> WHAT IS EXPECTED: What you return should be the lines of the data containing "instance", each in full.

> EXERCISE INPUT:
- Opening Delimiter -

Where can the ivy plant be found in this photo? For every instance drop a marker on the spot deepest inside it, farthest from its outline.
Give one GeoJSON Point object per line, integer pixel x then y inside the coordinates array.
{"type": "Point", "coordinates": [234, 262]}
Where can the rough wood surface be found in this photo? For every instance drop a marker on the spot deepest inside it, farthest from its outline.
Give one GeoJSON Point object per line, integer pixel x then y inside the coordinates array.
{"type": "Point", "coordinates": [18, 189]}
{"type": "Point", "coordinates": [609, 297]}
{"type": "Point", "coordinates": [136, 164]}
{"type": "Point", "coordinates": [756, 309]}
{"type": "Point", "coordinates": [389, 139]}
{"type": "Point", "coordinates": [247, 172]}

- Closing Delimiter -

> WRITTEN RESPONSE:
Where can the ivy plant be found in this photo? For every instance drop a marker on the spot deepest inside it, farthest from its outline.
Where can the rough wood surface be found in this photo? For every instance drop a marker on the spot deepest inside it, farthest from its outline.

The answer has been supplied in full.